[WHAT THE EXERCISE ASKS]
Copy out, unchanged, the part of the records below that opens with the line containing "Annotation spec v3.2 — blue armored" and runs through the last line of the records, with both ends included.

Entries taken from a collection:
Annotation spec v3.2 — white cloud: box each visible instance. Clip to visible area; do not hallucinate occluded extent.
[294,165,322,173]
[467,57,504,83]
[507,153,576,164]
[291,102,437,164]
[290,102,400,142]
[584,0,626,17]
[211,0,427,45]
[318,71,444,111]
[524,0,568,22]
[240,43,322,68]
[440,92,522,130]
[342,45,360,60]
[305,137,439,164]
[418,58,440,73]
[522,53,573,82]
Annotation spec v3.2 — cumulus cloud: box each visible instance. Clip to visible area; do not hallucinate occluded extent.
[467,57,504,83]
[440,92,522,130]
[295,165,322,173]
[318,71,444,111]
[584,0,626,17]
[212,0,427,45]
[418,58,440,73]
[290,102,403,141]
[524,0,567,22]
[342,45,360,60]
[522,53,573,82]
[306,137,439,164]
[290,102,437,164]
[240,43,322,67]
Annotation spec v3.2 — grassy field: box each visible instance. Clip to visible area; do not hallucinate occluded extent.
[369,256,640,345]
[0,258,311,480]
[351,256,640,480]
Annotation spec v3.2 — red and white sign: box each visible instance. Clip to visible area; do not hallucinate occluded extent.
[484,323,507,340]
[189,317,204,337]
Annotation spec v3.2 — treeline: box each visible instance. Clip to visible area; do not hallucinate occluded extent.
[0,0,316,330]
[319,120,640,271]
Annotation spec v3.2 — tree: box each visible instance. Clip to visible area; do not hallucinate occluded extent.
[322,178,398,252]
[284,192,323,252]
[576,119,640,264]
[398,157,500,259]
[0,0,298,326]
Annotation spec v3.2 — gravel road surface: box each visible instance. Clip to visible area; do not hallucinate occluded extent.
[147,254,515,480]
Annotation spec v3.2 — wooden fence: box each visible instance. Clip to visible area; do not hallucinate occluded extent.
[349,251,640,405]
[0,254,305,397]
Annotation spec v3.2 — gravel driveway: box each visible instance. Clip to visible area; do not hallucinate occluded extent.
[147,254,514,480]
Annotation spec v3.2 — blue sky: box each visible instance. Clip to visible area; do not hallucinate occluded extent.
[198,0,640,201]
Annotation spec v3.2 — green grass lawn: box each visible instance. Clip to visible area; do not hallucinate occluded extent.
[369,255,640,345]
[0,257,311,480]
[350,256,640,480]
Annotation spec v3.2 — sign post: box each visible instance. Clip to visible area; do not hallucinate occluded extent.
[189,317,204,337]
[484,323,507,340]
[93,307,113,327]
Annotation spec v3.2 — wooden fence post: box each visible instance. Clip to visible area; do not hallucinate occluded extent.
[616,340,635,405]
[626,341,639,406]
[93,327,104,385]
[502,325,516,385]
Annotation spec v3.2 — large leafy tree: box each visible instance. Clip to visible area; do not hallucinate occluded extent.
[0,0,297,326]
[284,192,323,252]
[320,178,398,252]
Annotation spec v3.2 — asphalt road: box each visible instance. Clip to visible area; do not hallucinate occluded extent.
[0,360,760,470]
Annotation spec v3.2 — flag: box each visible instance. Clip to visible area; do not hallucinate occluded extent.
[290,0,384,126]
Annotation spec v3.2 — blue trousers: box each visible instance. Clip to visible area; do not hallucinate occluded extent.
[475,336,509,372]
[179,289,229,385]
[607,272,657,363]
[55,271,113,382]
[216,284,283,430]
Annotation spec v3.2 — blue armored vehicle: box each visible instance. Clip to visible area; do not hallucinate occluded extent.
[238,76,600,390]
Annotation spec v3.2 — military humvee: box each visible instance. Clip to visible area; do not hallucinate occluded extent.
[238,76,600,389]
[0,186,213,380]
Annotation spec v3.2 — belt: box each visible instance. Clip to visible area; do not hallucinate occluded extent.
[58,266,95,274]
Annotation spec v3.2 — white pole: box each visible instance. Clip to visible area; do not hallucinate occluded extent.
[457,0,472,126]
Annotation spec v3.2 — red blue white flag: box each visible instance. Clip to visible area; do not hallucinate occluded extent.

[FINISHED EXERCISE]
Annotation spec v3.2 — blue armored vehicle: box each visible instance. Clip to visible area; do not hallucinate occluded extent.
[238,76,600,390]
Annotation spec v3.2 — military humvee: box each visible instance. Clip to visible area; do not hallucinate occluded extent.
[238,76,600,389]
[0,186,213,380]
Annotation spec v3.2 — belt: box each visible instance. Clip to visible area; do not hallucinate occluded extent.
[58,266,95,274]
Annotation spec v3.2 — white pole: box each visible instance. Clip to visible area; do not hallucinate occluded extent.
[457,0,472,126]
Annotation spec v3.2 — red blue white flag: box each visible instance. Clip to visible area; do not hallucinate occluded extent.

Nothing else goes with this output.